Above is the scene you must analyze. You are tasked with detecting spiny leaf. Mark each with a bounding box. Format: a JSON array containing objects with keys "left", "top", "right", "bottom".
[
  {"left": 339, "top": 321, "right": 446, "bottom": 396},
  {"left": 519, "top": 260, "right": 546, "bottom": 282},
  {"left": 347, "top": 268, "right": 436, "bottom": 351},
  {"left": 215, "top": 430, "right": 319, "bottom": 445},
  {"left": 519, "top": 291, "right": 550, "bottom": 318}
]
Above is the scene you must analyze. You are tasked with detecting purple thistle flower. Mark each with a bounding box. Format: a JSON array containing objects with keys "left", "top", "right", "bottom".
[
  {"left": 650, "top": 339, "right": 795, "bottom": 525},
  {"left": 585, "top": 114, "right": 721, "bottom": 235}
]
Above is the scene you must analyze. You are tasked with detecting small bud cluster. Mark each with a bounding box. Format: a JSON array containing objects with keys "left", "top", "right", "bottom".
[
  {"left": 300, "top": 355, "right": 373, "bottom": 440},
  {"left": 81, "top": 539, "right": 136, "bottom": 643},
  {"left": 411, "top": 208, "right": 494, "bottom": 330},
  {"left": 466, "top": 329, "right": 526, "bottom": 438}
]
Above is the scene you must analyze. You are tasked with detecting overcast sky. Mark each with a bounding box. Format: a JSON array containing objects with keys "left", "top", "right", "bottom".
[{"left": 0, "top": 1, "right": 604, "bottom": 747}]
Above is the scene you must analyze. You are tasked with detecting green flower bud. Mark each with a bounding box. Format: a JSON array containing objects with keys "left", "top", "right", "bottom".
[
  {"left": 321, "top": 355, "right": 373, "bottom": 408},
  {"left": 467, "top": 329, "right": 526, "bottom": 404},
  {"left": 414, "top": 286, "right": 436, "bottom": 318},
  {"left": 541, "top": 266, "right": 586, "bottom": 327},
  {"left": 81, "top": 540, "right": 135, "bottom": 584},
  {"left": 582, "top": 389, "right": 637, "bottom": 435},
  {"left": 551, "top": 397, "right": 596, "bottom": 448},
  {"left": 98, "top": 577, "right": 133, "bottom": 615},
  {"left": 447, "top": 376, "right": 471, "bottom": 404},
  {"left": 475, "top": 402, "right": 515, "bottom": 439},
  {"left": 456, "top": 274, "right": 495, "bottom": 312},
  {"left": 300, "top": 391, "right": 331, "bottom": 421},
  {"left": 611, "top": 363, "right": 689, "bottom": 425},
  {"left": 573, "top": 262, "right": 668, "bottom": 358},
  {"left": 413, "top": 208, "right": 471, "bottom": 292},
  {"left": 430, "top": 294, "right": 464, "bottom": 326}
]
※
Reproduce the entries exactly, dropping nothing.

** YOUR SOLUTION **
Above is the scene you must analyze. You are tasked with detecting spiny leaf. Mark each with a bounding box. Format: a JSON array containing objects with keys "left", "top", "right", "bottom".
[
  {"left": 339, "top": 321, "right": 446, "bottom": 396},
  {"left": 519, "top": 260, "right": 546, "bottom": 282},
  {"left": 347, "top": 268, "right": 436, "bottom": 351},
  {"left": 215, "top": 430, "right": 319, "bottom": 445},
  {"left": 519, "top": 291, "right": 550, "bottom": 318}
]
Above is the scene you must analyze. You are tasked with detecting purple thistle flower. Mark each with a bounding box. Format: a JSON array containing objects with keys "left", "top", "right", "bottom".
[
  {"left": 650, "top": 339, "right": 795, "bottom": 525},
  {"left": 585, "top": 114, "right": 721, "bottom": 235}
]
Above is the scene you must analyze. You are tasked with detecting small bud cluster. Mark each with a bounding box. Format: a JSON array containing objects with keys "left", "top", "right", "bottom".
[
  {"left": 300, "top": 355, "right": 373, "bottom": 440},
  {"left": 81, "top": 539, "right": 136, "bottom": 643},
  {"left": 411, "top": 208, "right": 494, "bottom": 330},
  {"left": 466, "top": 329, "right": 526, "bottom": 438}
]
Above is the scene you must analyze. You are tasked with detecting overcast sky. Mark each with a bounding box. Format: a JSON array containing objects with keys "left", "top", "right", "bottom".
[{"left": 0, "top": 1, "right": 604, "bottom": 747}]
Above is the scene you must analyze. You are tasked with detecting green flower bud. Mark each with a bounding box. Format: a JSON array containing objects with keys "left", "top", "right", "bottom".
[
  {"left": 321, "top": 355, "right": 373, "bottom": 408},
  {"left": 467, "top": 329, "right": 526, "bottom": 404},
  {"left": 414, "top": 286, "right": 436, "bottom": 318},
  {"left": 541, "top": 266, "right": 586, "bottom": 327},
  {"left": 81, "top": 540, "right": 135, "bottom": 584},
  {"left": 582, "top": 389, "right": 637, "bottom": 435},
  {"left": 551, "top": 397, "right": 596, "bottom": 448},
  {"left": 98, "top": 577, "right": 133, "bottom": 615},
  {"left": 447, "top": 376, "right": 471, "bottom": 404},
  {"left": 475, "top": 402, "right": 515, "bottom": 439},
  {"left": 456, "top": 274, "right": 495, "bottom": 312},
  {"left": 300, "top": 391, "right": 331, "bottom": 421},
  {"left": 611, "top": 363, "right": 689, "bottom": 425},
  {"left": 573, "top": 262, "right": 668, "bottom": 358},
  {"left": 413, "top": 208, "right": 471, "bottom": 292},
  {"left": 430, "top": 294, "right": 464, "bottom": 326}
]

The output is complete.